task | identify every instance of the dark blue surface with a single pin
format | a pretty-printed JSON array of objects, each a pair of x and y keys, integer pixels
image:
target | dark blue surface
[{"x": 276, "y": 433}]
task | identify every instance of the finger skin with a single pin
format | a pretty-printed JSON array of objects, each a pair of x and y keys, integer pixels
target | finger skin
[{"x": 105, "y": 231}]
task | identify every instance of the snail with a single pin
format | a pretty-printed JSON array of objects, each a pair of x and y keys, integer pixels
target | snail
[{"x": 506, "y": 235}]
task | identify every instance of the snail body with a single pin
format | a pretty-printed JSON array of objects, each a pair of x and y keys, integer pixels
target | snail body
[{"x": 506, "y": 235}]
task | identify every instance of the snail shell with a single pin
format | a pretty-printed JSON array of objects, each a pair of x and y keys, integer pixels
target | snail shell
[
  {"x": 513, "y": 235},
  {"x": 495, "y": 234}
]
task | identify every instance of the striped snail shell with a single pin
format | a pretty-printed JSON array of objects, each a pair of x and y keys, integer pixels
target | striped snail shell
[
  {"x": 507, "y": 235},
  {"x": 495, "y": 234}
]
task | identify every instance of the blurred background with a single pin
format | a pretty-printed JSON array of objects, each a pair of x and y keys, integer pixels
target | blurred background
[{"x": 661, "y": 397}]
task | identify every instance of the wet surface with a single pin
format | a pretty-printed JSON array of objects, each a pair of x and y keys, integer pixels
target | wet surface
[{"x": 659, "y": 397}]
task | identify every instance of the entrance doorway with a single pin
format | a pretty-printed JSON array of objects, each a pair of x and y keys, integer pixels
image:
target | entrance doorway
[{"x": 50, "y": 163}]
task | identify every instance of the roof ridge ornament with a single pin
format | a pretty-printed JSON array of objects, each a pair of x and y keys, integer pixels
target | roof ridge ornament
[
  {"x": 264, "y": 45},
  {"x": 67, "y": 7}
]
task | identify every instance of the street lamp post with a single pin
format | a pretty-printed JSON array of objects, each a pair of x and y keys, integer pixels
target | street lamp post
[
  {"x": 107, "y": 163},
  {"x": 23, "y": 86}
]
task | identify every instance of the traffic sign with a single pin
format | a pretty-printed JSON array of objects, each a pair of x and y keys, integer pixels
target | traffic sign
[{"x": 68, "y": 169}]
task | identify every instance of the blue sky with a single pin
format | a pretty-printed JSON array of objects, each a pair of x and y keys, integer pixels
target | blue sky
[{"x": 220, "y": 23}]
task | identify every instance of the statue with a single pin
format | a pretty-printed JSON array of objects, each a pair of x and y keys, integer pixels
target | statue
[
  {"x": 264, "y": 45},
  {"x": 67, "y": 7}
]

| Exercise aim |
Every line of the material should come back unchanged.

| Output below |
task | identify every instance of the dark blue surface with a single pin
format | a pretty-printed JSON array of objects, each a pair of x and y keys, integer pixels
image:
target | dark blue surface
[{"x": 276, "y": 433}]
task | identify every instance of the finger skin with a single pin
format | a pretty-printed JSON array of objects, each a pair of x and y keys, integer pixels
target | finger skin
[{"x": 105, "y": 231}]
task | identify every instance of the snail with a single pin
format | a pretty-printed JSON array of objects, each a pair of x and y keys, integer pixels
target | snail
[{"x": 506, "y": 235}]
task | identify every instance of the snail body with a single pin
format | a pretty-printed JSON array of objects, each a pair of x and y keys, integer pixels
target | snail body
[{"x": 506, "y": 235}]
task | identify every instance of the snail shell with a single pin
format | a pretty-printed JSON array of objects, each a pair of x and y keys, integer pixels
target | snail shell
[
  {"x": 513, "y": 235},
  {"x": 495, "y": 234}
]
task | identify every instance of the striped snail shell with a single pin
format | a pretty-printed JSON array of objects, each a pair of x and y keys, integer pixels
target | striped snail shell
[
  {"x": 507, "y": 235},
  {"x": 495, "y": 234}
]
task | identify every instance of the blurred background with a single pin
format | a pretty-printed JSON array of objects, each a pair of x and y keys, integer pixels
target | blurred background
[{"x": 661, "y": 397}]
task | identify every instance of the wet surface with a single pin
format | a pretty-printed JSON array of objects, each a pair of x and y keys, integer pixels
target | wet surface
[{"x": 659, "y": 397}]
task | identify every instance of the entrance doorway with a single pin
format | a pretty-printed JSON array of objects, each a pair of x and y keys, integer pixels
image:
target | entrance doorway
[{"x": 50, "y": 163}]
task | identify every instance of the roof ridge ornament with a single pin
format | a pretty-printed JSON array of objects, each a pair of x and y keys, integer pixels
target | roof ridge ornament
[
  {"x": 264, "y": 45},
  {"x": 67, "y": 7}
]
task | identify every instance of the street lamp post with a single pin
format | a pretty-printed JSON array of objects, each a pair of x and y keys, integer pixels
target | street lamp post
[
  {"x": 107, "y": 163},
  {"x": 23, "y": 86}
]
task | identify every instance of the traffic sign with a single pin
format | a pretty-printed JSON array of objects, each a pair of x and y keys, integer pixels
target | traffic sign
[{"x": 68, "y": 169}]
task | identify every instance of the blue sky with a single pin
format | a pretty-printed JSON array of objects, each a pair of x and y keys, integer pixels
target | blue sky
[{"x": 220, "y": 23}]
task | identify every instance of the statue with a single pin
format | a pretty-printed JSON array of objects, each a pair of x and y keys, integer pixels
target | statue
[
  {"x": 264, "y": 45},
  {"x": 67, "y": 7}
]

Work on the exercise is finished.